| Assigned task |
Once you find the line containing "Target: temple doorway" in the data below, copy it and each following line exactly, up to and including the line containing "A point belongs on each instance of the small", and nothing else.

| Record set |

• • •

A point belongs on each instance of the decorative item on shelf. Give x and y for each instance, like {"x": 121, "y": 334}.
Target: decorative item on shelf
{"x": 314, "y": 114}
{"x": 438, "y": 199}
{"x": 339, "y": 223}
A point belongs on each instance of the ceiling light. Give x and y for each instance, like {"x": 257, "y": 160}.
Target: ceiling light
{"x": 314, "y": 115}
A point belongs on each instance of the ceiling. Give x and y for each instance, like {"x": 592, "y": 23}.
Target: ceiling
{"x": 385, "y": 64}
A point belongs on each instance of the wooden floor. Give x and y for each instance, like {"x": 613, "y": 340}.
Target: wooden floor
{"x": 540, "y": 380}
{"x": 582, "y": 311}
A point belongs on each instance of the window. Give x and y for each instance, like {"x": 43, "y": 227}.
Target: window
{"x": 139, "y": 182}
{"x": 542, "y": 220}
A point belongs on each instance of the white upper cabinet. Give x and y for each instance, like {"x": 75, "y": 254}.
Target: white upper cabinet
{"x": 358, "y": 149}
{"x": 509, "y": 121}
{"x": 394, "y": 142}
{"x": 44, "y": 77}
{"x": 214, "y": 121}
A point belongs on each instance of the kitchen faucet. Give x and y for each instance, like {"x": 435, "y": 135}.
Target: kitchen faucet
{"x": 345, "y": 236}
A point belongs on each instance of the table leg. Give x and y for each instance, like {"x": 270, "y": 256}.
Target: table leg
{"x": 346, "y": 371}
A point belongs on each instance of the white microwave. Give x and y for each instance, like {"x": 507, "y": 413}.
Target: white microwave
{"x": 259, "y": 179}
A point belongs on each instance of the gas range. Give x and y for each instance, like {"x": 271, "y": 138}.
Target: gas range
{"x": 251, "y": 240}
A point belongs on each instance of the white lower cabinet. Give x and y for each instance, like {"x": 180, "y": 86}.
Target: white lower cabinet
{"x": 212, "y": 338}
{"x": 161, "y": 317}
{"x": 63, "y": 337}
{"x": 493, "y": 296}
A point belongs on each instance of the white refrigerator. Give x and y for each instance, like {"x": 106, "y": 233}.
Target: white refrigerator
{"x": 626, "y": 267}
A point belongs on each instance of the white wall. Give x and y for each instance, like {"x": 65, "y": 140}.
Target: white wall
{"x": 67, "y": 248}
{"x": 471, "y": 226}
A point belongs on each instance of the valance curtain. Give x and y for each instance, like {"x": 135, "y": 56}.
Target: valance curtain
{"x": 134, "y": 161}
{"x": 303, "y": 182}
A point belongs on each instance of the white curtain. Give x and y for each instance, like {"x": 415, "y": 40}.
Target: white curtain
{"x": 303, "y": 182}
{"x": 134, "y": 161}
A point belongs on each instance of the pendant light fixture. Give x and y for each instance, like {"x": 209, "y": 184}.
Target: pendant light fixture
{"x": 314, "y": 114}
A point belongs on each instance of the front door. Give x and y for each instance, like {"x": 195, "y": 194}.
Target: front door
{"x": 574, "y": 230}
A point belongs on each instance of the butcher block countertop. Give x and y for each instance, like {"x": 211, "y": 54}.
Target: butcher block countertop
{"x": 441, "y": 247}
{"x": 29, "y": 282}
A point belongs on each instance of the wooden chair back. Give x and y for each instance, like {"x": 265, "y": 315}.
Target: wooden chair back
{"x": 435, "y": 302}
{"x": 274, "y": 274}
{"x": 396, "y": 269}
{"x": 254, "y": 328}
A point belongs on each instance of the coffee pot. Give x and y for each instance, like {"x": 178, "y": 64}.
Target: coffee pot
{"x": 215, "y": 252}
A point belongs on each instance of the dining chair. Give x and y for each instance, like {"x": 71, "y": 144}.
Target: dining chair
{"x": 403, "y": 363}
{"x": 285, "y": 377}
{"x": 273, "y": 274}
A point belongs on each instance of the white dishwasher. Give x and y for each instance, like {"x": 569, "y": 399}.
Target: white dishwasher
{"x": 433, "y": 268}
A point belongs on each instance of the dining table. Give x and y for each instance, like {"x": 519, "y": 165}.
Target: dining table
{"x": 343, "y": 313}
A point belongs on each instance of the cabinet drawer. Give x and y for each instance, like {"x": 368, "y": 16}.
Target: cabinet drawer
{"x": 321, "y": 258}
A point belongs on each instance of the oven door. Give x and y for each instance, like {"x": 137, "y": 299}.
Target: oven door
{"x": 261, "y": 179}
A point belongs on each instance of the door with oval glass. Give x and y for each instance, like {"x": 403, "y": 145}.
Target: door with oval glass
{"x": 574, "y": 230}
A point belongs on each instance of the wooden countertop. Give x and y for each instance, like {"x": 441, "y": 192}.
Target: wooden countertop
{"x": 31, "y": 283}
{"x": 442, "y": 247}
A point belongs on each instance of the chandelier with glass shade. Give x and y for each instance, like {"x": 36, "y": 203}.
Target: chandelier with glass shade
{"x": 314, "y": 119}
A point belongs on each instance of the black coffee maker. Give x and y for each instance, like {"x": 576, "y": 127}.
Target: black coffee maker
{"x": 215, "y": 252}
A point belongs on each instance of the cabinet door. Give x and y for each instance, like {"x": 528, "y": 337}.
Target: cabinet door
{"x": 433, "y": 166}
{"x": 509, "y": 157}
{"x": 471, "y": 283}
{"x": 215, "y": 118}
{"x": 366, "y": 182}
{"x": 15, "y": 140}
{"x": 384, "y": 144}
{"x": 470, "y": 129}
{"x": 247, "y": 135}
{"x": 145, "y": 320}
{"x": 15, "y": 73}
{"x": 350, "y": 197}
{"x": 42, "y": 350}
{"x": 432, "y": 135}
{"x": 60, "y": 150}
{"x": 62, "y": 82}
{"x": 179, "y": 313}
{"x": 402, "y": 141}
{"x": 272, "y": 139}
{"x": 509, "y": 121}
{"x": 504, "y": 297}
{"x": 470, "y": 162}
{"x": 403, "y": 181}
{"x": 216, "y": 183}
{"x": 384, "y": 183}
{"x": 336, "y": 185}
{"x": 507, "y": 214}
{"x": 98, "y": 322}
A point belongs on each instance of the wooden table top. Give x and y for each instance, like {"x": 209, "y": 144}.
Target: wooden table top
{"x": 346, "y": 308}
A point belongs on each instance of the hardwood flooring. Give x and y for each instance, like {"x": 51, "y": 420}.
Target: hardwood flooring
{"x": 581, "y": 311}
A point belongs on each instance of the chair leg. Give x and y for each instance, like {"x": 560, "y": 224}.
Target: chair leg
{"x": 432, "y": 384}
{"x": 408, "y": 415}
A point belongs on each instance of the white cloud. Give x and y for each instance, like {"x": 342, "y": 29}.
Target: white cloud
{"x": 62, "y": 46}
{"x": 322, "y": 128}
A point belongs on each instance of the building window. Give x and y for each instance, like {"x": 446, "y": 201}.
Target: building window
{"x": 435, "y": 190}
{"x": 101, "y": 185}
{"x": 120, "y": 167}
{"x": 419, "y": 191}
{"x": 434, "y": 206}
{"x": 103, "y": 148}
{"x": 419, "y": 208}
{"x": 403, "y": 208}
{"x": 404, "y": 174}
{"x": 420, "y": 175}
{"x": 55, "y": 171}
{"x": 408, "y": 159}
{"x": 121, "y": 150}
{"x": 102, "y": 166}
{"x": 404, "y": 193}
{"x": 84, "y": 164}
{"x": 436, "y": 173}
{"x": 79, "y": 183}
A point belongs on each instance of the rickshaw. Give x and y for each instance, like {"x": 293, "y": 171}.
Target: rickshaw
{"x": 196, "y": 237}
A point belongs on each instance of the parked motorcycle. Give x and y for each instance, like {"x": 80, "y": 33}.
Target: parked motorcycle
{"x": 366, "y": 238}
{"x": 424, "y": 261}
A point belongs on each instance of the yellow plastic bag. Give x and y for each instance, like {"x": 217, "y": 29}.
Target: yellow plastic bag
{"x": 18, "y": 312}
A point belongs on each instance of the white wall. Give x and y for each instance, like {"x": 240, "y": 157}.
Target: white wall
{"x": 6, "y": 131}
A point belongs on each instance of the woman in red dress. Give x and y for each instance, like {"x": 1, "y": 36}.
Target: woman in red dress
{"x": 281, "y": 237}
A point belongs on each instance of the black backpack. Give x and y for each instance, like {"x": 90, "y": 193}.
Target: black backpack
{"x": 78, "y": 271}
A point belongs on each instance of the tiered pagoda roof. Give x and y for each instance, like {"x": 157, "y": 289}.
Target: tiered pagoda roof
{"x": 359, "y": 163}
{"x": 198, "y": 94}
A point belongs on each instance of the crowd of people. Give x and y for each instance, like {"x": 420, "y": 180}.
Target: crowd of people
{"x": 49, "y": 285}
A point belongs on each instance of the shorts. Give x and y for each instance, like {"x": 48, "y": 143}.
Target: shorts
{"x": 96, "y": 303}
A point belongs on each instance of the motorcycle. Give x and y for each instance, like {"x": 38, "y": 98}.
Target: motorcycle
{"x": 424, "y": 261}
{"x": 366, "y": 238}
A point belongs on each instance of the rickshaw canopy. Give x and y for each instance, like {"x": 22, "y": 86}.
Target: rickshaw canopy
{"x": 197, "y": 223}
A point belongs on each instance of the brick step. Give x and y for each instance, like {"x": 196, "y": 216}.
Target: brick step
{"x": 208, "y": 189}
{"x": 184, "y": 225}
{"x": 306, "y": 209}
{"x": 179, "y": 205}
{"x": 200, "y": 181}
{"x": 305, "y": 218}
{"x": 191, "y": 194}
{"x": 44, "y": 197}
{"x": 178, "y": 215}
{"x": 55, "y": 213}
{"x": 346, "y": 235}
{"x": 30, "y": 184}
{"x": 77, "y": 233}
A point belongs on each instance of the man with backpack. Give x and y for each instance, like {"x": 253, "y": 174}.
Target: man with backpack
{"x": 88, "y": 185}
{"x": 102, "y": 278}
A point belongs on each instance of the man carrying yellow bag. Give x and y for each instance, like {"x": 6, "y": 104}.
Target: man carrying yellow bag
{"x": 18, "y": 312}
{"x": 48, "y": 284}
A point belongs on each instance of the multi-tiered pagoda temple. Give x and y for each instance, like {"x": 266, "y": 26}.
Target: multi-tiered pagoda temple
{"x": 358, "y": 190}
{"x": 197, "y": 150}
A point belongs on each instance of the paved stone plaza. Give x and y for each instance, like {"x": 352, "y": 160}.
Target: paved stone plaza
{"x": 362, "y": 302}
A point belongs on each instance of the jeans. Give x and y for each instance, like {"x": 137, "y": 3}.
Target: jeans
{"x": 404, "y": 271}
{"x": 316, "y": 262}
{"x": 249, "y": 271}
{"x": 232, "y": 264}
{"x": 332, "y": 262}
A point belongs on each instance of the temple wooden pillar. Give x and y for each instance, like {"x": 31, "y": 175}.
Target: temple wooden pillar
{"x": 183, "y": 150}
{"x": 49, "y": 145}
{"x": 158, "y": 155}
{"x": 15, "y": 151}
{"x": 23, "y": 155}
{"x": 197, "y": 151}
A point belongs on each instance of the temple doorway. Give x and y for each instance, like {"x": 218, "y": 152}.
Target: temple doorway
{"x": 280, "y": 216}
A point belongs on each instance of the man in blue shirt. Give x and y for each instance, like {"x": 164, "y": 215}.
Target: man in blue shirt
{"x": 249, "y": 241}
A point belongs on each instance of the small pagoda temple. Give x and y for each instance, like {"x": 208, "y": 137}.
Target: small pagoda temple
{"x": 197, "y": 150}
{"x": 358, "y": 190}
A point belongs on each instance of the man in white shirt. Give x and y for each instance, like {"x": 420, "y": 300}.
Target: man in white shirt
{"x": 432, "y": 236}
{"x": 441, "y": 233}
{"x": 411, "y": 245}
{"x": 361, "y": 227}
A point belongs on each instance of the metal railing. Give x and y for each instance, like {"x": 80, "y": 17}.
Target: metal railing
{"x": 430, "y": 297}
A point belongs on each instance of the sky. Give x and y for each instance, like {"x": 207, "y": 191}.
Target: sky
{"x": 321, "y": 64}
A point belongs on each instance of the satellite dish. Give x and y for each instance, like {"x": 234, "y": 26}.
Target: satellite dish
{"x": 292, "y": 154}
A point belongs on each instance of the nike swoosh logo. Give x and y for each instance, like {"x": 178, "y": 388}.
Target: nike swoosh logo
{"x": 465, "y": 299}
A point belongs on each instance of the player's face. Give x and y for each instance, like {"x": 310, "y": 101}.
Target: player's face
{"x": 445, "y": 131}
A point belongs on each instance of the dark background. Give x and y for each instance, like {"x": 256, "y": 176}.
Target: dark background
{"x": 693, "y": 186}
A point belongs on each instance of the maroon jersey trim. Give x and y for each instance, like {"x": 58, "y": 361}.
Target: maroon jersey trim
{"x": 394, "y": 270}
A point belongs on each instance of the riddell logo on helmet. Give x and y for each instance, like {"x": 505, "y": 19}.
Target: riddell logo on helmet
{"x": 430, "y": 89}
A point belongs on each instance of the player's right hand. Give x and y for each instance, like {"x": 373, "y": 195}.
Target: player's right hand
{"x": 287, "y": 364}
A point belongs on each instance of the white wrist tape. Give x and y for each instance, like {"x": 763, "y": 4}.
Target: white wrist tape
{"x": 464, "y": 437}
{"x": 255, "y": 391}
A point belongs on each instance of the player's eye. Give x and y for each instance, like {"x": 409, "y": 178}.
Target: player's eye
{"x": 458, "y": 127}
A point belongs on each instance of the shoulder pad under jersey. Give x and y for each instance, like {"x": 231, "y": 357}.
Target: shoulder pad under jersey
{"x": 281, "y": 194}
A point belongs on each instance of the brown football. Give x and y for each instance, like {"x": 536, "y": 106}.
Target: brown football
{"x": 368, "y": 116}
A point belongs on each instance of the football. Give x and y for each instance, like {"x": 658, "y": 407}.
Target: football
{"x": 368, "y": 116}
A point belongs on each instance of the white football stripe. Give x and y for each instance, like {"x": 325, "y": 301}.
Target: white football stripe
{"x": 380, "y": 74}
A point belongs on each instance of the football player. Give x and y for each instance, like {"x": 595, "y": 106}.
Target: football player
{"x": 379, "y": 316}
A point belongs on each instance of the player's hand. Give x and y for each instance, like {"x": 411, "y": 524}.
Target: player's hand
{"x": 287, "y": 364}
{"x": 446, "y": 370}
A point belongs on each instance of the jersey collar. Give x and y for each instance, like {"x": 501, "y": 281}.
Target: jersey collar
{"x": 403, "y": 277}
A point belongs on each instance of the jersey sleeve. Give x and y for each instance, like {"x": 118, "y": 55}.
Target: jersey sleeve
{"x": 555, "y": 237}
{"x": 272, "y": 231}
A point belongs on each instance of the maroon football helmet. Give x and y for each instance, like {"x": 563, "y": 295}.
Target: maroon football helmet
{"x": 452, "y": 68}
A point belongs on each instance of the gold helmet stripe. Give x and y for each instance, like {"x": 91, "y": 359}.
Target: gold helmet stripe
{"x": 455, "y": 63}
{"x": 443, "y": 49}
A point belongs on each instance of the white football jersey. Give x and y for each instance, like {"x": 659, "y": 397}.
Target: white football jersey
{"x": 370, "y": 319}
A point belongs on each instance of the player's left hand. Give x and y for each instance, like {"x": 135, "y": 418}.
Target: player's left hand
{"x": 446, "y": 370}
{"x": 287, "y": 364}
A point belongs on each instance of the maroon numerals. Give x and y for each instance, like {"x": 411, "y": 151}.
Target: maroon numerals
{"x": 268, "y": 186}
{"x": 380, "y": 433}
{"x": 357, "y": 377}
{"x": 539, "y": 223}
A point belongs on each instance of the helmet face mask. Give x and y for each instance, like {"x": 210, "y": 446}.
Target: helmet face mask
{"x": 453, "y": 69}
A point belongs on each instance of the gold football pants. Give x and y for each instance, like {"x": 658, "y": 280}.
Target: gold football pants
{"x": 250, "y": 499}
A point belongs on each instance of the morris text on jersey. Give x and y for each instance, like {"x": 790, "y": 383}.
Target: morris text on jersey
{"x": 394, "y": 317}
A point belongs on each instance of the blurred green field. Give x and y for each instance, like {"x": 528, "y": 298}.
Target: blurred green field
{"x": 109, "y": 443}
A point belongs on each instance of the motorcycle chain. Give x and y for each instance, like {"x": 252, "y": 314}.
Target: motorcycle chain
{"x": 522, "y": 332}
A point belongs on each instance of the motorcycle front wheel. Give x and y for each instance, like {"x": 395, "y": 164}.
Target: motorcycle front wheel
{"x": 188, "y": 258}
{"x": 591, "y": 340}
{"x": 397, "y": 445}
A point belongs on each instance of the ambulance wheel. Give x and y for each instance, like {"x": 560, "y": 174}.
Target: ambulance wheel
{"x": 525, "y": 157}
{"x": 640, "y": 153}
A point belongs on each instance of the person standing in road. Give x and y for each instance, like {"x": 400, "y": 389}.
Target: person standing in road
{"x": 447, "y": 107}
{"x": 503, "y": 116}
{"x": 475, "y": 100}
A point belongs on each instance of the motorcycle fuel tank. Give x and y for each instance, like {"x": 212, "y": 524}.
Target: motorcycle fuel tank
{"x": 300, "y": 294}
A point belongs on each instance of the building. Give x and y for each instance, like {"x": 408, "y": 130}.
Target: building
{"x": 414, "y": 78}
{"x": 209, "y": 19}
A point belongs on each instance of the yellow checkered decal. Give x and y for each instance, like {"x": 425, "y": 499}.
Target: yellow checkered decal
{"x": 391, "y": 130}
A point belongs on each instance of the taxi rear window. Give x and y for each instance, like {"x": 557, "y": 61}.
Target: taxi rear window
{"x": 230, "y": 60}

• • •

| Output |
Target: temple doorway
{"x": 280, "y": 216}
A point belongs on each instance of the man in blue shirt. Give x and y for each instance, like {"x": 164, "y": 215}.
Target: man in blue shirt
{"x": 249, "y": 241}
A point belongs on each instance of the small pagoda temple. Give x and y for each instance, like {"x": 208, "y": 137}.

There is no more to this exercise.